1804 : L'Haridon-Créménec, de Douarnenez, ancien élève de l'école de santé de Paris, présente et soutient à l'école de médecine de Paris une dissertation le 12 fructidor an XII.
Président : M. Leroux. Examinateurs : MM. Baudelocque, Bourdier, Boyer, Corvisart et Deyeux.
Des affections tristes de l'âme, considérées comme cause essentielle du Scorbut.
Aux mânes de l'infortuné Bernier, astronome de l'expédition de Découvertes, commandée par le capitaine Baudin ; victime du Scorbut. L'amitié plaintive.
« Je vais considérer le scorbut, tel qu’une longue et pénible expérience me l’a fait connaître, et le donner pour ce que je le crois en effet, le produit et le dernier terme de la nostalgie ».
« C’est donc surtout à l’esprit qu’il faudrait s’adresser, en traitant d’une altération physique aussi manifestement dépendante de l’affection morale, sa cause première, la compagne constante de tous les désordres qu’enfant le scorbut, et vers laquelle il faudrait diriger les moyens de guérison à opposer à ses ravages ; changez les circonstances plutôt encore que les lieux, et comptez alors sur une guérison impossible autrement. »
« Réciprocité d’amour et de confiance entre le chef et les subordonnés, tel est, si je ne me trompe, le meilleur, pour ne pas dire le seul anti scorbutique que je connaisse ».
« tandis que sur les navires de commerce de toutes les nations, où des équipages plus faibles font cependant des travaux plus forts, on observe rarement le scorbut (…). Le marin, fixé par sa propre volonté, se plaît davantage dans le service pour lequel il s’est engagé ; il s’y trouve, sinon en famille, au moins en société d’amis, dont l’exemple, plus que la voix menaçante ou le fouet du chef, détermine et nourrit l’émulation. »
« (…) pour lui faire pleurer la terre qu’il fuit et se perd à l’horizon. Rien alors ne ressemble plus à ce qui avait été jusque-là : ses habitudes ne sont plus les mêmes ; sa tête se trouble, son cœur s’étonne et gémit ; au milieu d’un peuple d’étrangers, aucun ne le console ; souvent, trop souvent encore, le vieux marin ajout aux maux du nouvel embarqué, par son ironie brutale et ses mauvais traitements. »
« (…) persuadons-nous bien que l’homme, maître de faire son bonheur, peut le trouver partout où sa condition le place.
Une longue habitude de la mer, et l’une des campagnes les plus difficiles et les plus pénibles que l’on ait entreprises, ont dû me faire connaître les marins sous beaucoup de rapports et dans presque tous leurs besoins. »
« (…) s’affecter jusqu’à succomber à une maladie dont je rapporte la principale cause à l’affection triste de l’âme. »
« (…) son âme, semblable à l’élément sur lequel il vieillit, croupit quand elle n’est pas émue. Il n’y a qu’à le vouloir, pour faire du marin le plus affectionné, le plus dévoué des hommes ; qu’on lui apprenne à s’estimer lui-même, qu’on l’enrégimente, afin qu’il soit toujours excité par le point d’honneur, l’union et la force des corps militaires ; qu’il porte un uniforme, car le marin est de tous les hommes celui qui s’enorgueillit davantage de l’habit qui peut le faire distinguer ; que, servant toujours sous le même officier, il apprenne à se confier en lui, à s’en faire aimer ; que chaque vaisseau ait sa musique, plus utile ici qu’en aucun corps de troupes de terre, et l’on verra bientôt les maladies des gens de mer affecter un type moins dangereux, et le scorbut, qui les complique toutes, diminuer et disparaître insensiblement sur nos flottes. »

DONNÉES FOURNIES =>

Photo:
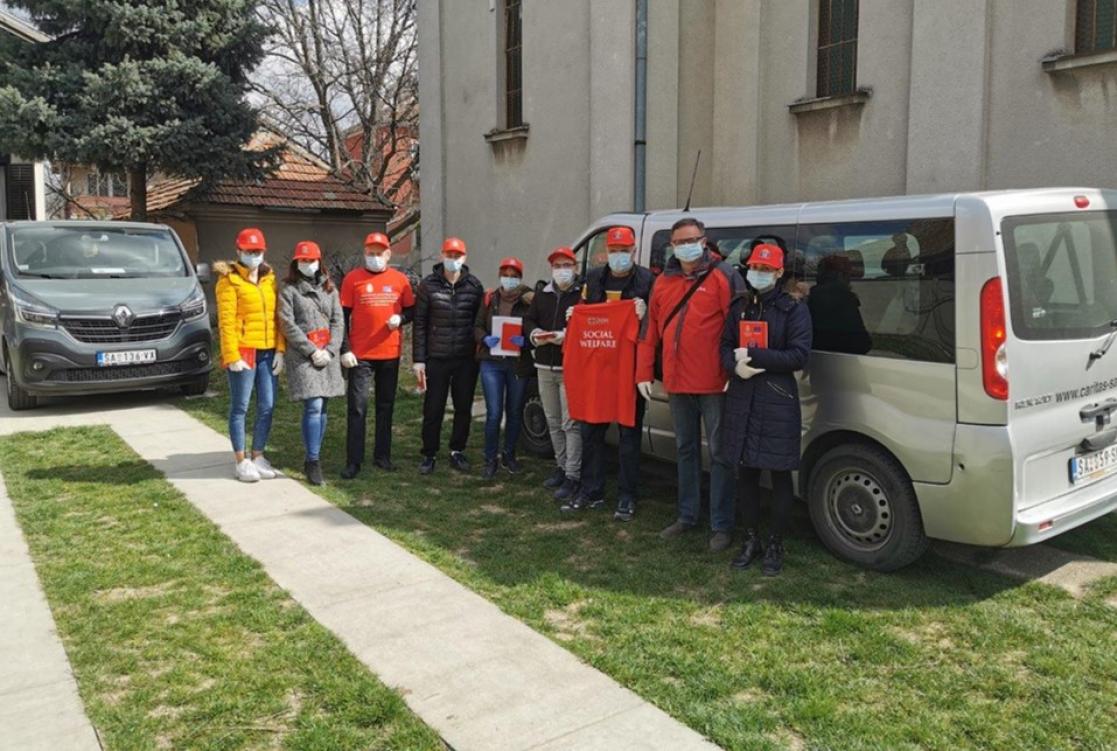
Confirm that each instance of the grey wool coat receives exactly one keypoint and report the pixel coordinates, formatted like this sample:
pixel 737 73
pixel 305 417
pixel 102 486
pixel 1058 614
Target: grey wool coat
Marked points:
pixel 305 306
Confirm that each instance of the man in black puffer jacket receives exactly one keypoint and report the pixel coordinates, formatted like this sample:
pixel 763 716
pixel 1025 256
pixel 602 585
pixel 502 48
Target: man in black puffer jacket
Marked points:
pixel 444 351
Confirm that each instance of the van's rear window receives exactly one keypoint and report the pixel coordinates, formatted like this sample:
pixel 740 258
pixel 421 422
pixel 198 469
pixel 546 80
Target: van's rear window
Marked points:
pixel 1062 274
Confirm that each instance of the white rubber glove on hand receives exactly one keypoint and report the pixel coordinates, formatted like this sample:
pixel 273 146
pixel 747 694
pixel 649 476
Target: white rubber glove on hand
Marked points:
pixel 745 371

CONSIGNE =>
Rédigez la suite de l'extrait sur la dissertation consacrée au scorbut, à partir de l'endroit où il s'arrête. Les enregistrements ne sont d'aucune utilité pour ce travail.

RÉPONSE =>
« Infortuné Bernier ! vos amis n’auraient pas à vous pleurer, (…) si l’on ne vous avait pas tant de fois humilié, quand on vous devait que des encouragements et des éloges ! »
« Pendant notre longue relâche dans le port principal, chef-lieu de cet établissement, nous avons vu arriver un grand nombre de navires chargés de nouveaux déportés. Partis d’Europe tous à peu près dans le même temps, également bien approvisionnés, et naviguant pour ainsi dire de conserve, ils auraient dû débarquer leurs hommes dans le même état : un seul était chargé de scorbutiques, parce que le barbare qui le commandait s’était fait, pendant la traversée, un malin plaisir de tourmenter ses victimes, au point qu’on a cru devoir le traduire en justice, et qu’à Botany-Bay même, il s’est vu condamné à être pendu.
Il n’est que trop vrai peut-être qu’on peut quelquefois reprocher au médecin de ne pas toujours guérir son malade ; mais il est encore plus certain que c’est toujours la faute du commandant d’un vaisseau, s’il y a beaucoup de malades à son bord, et notamment des scorbutiques. Le bon état de l’équipage est le meilleur éloge que l’on puisse faire de son état-major. N’est-il pas en effet d’observation, que le scorbut, autrefois la terreur et le fléau des marins, en détruit beaucoup moins à mesure que la civilisation fait plus de progrès dans cette classe précieuse.
Je pourrais accumuler les preuves que le scorbut ou cachexie nautique est le produit incontestable de l’affection morale. »
« Le logement, la nourriture, l’âge, les maladies antécédentes et tant d’autres causes encore, ne sont donc pas les causes directes du scorbut. Qu’on ne me prête cependant pas de l’attribuer uniquement à l’affection morale. (…) Je reconnais donc la plupart des causes admises de cette maladie ; mais je crois que je ne serais pas le premier à ne les considérer que comme autant de causes secondaires ».
« Un de nos officiers, jeune et bien constitué, grand mangeur de viandes salées, qu’il digérait parfaitement, a été pris d’un commencement de scorbut ; mais je suis persuadé que l’on ne sera pas porté à l’attribuer à la qualité des aliments, quand on saura combien de dégoûts on lui a donné pendant toute la campagne ; les vexations, les injustices et les humiliations de tout genre qu’on lui a fait dévorer.
Je vois donc encore le scorbut naître ici de l’affection morale ».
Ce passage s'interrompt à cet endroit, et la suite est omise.